Aller au contenu principal

Le Centre Pompidou &... Philippe Mangeot

Ex-président d'Act Up-Paris, co-fondateur de la revue politique et culturelle Vacarme, coscénariste du film 120 battements par minute, Phillipe Mangeot a été au cœur des luttes qui ont questionné la France de ces vingt dernières années. En 2018, à l'occasion du cinquantième anniversaire de Mai 68, il était l'invité intellectuel du Centre Pompidou. Rencontre avec un homme engagé.

± 4 min

Philippe Mangeot est l'une des voix les plus importantes de l’histoire des luttes des minorités en France. Militant (il a passé presque quinze ans à Act Up-Paris), il est aussi scénariste (il a écrit avec Robin Campillo le film 120 battements par minute, Grand prix du jury à Cannes en 2017), et même professeur de littérature. Un « parcours disparate », « sans œuvre à proprement parler, sauf à considérer qu’il y a quelque chose d’une œuvre dans ce disparate même – une volonté d’expérimenter des formes pour penser ce qui nous arrive », selon lui. En 2018, à l’invitation du Centre Pompidou, Philippe Mangeot se lance dans un nouveau projet : L’Observatoire des passions. Constatant que chacun a accès sur Internet à l’infini catalogue des passions humaines contemporaines – toutes considérations morales et légales mises à part – il reconfigure et repense le « traité des passions » hérité de l’âge classique. Philippe Mangeot : « Lorsque l’on m’a proposé d’être l’invité intellectuel du Centre Pompidou, j’ai hésité. Et puis l’historien Philippe Artières, qui avait été à cette place l’année précédente, a eu cette phrase qui m’a touché : "le Centre Pompidou, cela ne se refuse pas". Et en effet, c’est à mon sens la seule institution culturelle à laquelle on ne peut pas dire non. Mon Observatoire des passions a finalement duré deux ans au lieu d’un. » Il revient sur les liens forts qui l'unissent à ce lieu si particulier qu'est le Centre Pompidou.

 

 

« Le Centre Pompidou est un lieu intime pour ma génération. Je me souviens de l’ouverture, j’étais banlieusard à l’époque, et pour moi le Centre Pompidou c’était Paris ! C’était tout ce qu'il pouvait y avoir de désirable dans Paris. Le Centre Pompidou, on y va sans chercher quelque chose en particulier… On y va pour y aller, et on y trouve toujours quelque chose.

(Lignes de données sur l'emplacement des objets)
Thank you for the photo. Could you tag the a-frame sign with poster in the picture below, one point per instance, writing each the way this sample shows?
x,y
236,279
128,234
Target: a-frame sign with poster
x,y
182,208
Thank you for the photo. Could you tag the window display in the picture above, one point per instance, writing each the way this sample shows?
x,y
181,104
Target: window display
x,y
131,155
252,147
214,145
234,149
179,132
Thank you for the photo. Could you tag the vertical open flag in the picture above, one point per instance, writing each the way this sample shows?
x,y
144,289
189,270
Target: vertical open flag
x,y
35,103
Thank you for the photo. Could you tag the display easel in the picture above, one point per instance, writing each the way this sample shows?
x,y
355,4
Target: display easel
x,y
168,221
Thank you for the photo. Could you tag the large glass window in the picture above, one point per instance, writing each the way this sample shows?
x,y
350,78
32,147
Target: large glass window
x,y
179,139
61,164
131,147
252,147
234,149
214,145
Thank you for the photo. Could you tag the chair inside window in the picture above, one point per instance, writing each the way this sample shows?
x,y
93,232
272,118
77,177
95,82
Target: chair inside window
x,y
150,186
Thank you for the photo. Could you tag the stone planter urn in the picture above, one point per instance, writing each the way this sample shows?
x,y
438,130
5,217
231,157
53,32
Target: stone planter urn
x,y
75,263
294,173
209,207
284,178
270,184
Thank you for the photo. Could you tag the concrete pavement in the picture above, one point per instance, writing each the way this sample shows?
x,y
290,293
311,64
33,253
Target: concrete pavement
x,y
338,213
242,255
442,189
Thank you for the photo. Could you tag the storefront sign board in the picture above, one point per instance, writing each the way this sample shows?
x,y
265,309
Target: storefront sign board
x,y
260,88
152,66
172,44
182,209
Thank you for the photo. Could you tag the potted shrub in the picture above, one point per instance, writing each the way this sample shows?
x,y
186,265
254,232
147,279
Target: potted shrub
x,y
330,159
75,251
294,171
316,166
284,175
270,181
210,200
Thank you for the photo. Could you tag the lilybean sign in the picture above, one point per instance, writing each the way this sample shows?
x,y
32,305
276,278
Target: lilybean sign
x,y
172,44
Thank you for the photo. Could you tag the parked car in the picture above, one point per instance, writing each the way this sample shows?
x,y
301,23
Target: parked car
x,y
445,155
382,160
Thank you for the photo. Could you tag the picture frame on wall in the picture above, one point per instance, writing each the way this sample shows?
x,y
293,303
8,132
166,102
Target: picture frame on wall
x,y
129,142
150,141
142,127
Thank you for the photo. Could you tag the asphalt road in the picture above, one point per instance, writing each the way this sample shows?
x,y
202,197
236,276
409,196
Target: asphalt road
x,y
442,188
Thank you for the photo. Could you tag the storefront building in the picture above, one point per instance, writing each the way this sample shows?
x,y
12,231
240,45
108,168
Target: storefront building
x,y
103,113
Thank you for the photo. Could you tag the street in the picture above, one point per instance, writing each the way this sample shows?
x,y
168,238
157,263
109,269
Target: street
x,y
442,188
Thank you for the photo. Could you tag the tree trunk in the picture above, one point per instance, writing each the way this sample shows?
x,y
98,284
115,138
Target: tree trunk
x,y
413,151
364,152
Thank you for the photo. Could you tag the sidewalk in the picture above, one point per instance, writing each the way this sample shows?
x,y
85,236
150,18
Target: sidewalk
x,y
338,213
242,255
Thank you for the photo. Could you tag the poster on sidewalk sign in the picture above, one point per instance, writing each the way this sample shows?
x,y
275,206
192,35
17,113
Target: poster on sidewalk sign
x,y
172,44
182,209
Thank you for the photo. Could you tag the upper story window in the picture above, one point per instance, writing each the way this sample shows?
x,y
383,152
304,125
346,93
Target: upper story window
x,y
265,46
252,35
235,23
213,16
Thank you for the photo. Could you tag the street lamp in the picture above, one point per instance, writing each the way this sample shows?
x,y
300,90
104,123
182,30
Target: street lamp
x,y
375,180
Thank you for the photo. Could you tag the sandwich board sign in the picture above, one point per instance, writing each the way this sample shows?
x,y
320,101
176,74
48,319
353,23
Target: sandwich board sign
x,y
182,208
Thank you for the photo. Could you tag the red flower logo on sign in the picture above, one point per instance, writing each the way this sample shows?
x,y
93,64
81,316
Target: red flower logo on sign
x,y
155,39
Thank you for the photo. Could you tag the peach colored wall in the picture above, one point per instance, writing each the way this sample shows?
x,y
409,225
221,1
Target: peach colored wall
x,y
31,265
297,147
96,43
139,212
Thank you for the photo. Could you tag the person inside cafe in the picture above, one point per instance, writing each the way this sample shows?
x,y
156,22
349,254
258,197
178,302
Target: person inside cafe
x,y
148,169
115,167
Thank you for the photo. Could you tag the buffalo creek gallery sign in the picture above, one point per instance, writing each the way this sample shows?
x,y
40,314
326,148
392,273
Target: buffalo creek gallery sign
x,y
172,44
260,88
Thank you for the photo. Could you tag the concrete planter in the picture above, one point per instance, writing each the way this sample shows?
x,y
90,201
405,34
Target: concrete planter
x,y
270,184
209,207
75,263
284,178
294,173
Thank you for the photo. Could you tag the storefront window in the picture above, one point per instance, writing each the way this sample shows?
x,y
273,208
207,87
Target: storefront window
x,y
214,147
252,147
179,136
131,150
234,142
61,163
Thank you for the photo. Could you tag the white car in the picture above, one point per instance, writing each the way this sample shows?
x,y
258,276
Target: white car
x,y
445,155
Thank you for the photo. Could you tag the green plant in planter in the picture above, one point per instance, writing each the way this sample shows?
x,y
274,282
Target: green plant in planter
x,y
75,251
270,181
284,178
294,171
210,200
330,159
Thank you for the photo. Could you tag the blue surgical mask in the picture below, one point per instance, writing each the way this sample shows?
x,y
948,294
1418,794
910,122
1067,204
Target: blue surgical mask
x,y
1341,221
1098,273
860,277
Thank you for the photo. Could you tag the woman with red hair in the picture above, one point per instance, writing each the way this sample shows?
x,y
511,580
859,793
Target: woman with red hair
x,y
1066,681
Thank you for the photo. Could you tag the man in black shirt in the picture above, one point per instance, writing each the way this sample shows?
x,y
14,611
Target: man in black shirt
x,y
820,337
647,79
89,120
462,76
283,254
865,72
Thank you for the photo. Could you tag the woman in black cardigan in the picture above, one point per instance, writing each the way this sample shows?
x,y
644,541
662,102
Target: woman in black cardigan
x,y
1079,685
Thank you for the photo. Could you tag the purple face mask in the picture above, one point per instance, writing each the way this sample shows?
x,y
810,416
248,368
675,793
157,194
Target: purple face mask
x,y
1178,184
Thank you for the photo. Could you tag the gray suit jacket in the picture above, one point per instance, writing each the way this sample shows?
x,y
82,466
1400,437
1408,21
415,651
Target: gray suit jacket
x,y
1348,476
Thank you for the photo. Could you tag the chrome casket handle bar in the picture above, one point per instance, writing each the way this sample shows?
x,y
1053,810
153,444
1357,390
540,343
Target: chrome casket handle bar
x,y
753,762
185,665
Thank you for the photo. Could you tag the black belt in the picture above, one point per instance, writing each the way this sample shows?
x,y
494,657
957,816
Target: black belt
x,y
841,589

» **Consignes de l'exercice**:
- 1) Recopiez tel quel le passage du texte fourni qui s'ouvre sur les mots contenant « Le Centre Pompidou &... » et se clôt sur « un homme engagé. ».
- 2) D'après le texte fourni, combien de temps L'Observatoire des passions a-t-il finalement duré ?

» **Réponses par consigne**:
- 1)
Le Centre Pompidou &... Philippe Mangeot

Ex-président d'Act Up-Paris, co-fondateur de la revue politique et culturelle Vacarme, coscénariste du film 120 battements par minute, Phillipe Mangeot a été au cœur des luttes qui ont questionné la France de ces vingt dernières années. En 2018, à l'occasion du cinquantième anniversaire de Mai 68, il était l'invité intellectuel du Centre Pompidou. Rencontre avec un homme engagé.

- 2) Il a duré deux ans au lieu d'un.